» **EXCERPT PROVIDED**:
Start

Ah, I was a little slow with my smart ass remark


----------



## K fizzly (Aug 27, 2004)

how bgi to they get? nice fishy


----------



## MR.FREEZ (Jan 26, 2004)

K fizzly said:


> how bgi to they get? nice fishy
> [snapback]908152[/snapback]​


*big*


----------



## channafreak (Mar 27, 2004)

I dont think anyone has gotten one over 14" in captivity though. Mysterious death at a foot size.


----------



## Ccoralli (Feb 4, 2005)

very nice fish


----------



## Gordeez (Sep 21, 2003)

Thats f*cking Awesome!


----------



## Judazzz (Jan 13, 2003)

Wow, nice little Payara









Congrats, and all the best of luck with it - hopefully he won't die mysteriously, as so many do... Keep us updated


----------



## Innes (Jan 13, 2003)

nice fish and pics


----------



## traumatic (Jan 29, 2003)

that fish looks in great shape, nice pics too!


----------



## Gumby (Aug 13, 2004)

K fizzly said:


> how bgi to they get? nice fishy
> [snapback]908152[/snapback]​


Heh. H. armatus gets around 65cm. Huge, like other's have said. Once he hits around a foot (if it doesn't do the mysterious death thing), I'm going to move it into my 125 with my pygos. Right now he'd make an easy meal for them. In the future I plan on buliding my own 400+ gallon tank. That should make a happy home for him and the piranhas. Thats a good 3-5 years down the road.

I'm happy he's eating though, my biggest fear was that he wouldn't eat because it looked pretty emaciated when I picked him up. A day later there are 2 less plattys in the tank and he's swimmin around all fat and happy









Wewt! Finally aquired my dream fish!


----------



## K fizzly (Aug 27, 2004)

where did u buy him at


----------



## Gumby (Aug 13, 2004)

Ermm... I know pictures are pretty, but it helps if you read the stuff that goes along with the pictures


----------



## K fizzly (Aug 27, 2004)

hahaha...u noticed huh


----------



## hyphen (Apr 4, 2004)

nice. hope you can get him nice and large. i've also heard about the mysterious deaths of these fish at a certain size in home aquaria.


----------



## psychofish (Jun 5, 2004)

Great looking fish


----------



## Death in #'s (Apr 29, 2003)

dam they are awesome
they were feeding them rosies at the lfs near my house
and they are mean mofo's


----------



## lemmywinks (Jan 25, 2004)

Gumby said:


> Heh. H. armatus gets around 65cm. Huge, like other's have said. Once he hits around a foot (if it doesn't do the mysterious death thing), I'm going to move it into my 125 with my pygos.
> [snapback]908793[/snapback]​


good luck with that idea.... you sure as hell are gonna need it


----------



## rbp 4 135 (Mar 2, 2004)

the death at 12 in rule is ususally due to peeps not having large enough tanks, these things moove extreemly fast when feeding, and it is belived that they die of stress from ramming the glass. however a proper sized tank could, and probably would fix this.


----------



## Jagman (Jan 31, 2005)

Look at those teeth!!!!


----------



## thePACK (Jan 3, 2003)

very nice..please keep us updated on his progress...very nice pixs


----------



## elTwitcho (Jun 22, 2004)

End

» **RECORD SET**:
Start

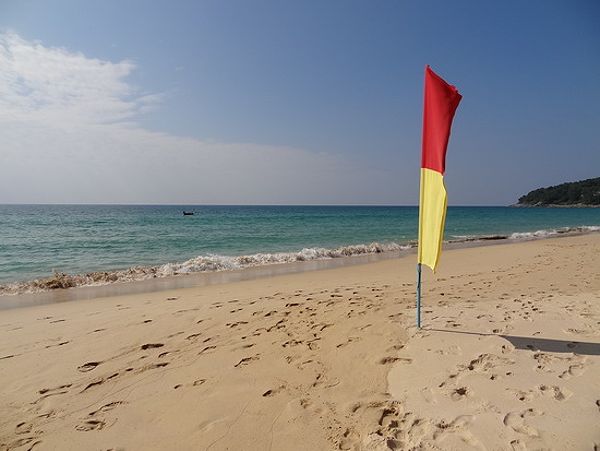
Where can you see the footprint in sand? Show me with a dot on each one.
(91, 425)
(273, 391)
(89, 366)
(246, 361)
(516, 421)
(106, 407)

End

» **CHALLENGE**: From the payara thread, extract everything from "I'm happy he's" down to "my dream fish!", keeping the wording unchanged.

» **WRITTEN SOLUTION**:
I'm happy he's eating though, my biggest fear was that he wouldn't eat because it looked pretty emaciated when I picked him up. A day later there are 2 less plattys in the tank and he's swimmin around all fat and happy









Wewt! Finally aquired my dream fish!